WORK INSTRUCTIONS: Reproduce the profile of Dan Chase word for word, everything from "Dan Chase, 27" down to "in the industry?".

Dan Chase, 27
Haemonetics Corp.
Title: Senior supplier quality engineer
Location: Braintree, Mass.
Birthplace: Clinton, Mass.
Social media: Facebook
Education: Bachelor's degree in archaeology and African studies, University of Massachusetts, 2010.
Career highlights: NP Medical (Nypro), engineering intern, 2003-06; Radius Product Development (Nypro), quality intern, 2006-10; SpineFrontier Inc. (non-plastics), quality engineer, 2010; SMC Ltd., quality engineer, 2010-12; Haemonetics, senior supplier quality engineer, 2012-15.
Q: What was your first plastics job and why were you interested in the industry?
Chase: Growing up in Clinton, on my way home from school, I used to walk down the street to Nypro to watch the machines run through the windows. In a first-grade essay about what I want to be when I grow up, I wrote I wanted to be a plastics engineer. I've always wanted to work with plastics and I think part of that is from growing up in an area with significant plastics history.
I've always been immersed in it. I picked up a drafting contract at Nypro when I was 14, having learned to draft when I was very young. We communicated via email the whole time. So when I walked into the office to collect my check, the engineering manager couldn't believe it was a kid doing the work. He quickly tabulated the savings if he hired me as an intern, and he hired me on the spot.

ENTRIES SHOWN:
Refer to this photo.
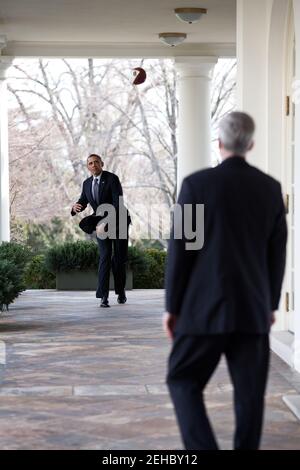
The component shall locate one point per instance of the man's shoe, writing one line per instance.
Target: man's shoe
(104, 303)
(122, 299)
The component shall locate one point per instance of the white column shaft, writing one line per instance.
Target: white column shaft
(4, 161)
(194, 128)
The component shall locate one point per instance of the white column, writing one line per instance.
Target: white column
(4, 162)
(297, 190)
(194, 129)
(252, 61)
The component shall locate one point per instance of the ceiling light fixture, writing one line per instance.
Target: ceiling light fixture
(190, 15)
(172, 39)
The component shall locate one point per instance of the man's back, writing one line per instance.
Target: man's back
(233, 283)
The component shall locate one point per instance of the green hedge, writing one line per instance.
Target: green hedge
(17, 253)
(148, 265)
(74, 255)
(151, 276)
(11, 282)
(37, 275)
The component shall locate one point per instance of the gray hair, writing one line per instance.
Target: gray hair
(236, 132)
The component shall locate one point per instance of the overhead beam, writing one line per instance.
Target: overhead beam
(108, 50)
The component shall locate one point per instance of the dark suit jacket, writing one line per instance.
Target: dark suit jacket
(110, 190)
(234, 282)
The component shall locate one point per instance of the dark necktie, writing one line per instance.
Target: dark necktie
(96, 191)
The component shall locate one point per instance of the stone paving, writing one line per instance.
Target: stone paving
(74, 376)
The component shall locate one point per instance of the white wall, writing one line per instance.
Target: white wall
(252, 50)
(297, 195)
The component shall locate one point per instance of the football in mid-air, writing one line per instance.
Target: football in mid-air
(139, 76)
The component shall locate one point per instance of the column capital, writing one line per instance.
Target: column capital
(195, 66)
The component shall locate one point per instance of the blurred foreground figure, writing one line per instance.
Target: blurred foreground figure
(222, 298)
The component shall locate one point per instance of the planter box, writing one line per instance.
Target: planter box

PROBLEM SOLUTION:
Dan Chase, 27
Haemonetics Corp.
Title: Senior supplier quality engineer
Location: Braintree, Mass.
Birthplace: Clinton, Mass.
Social media: Facebook
Education: Bachelor's degree in archaeology and African studies, University of Massachusetts, 2010.
Career highlights: NP Medical (Nypro), engineering intern, 2003-06; Radius Product Development (Nypro), quality intern, 2006-10; SpineFrontier Inc. (non-plastics), quality engineer, 2010; SMC Ltd., quality engineer, 2010-12; Haemonetics, senior supplier quality engineer, 2012-15.
Q: What was your first plastics job and why were you interested in the industry?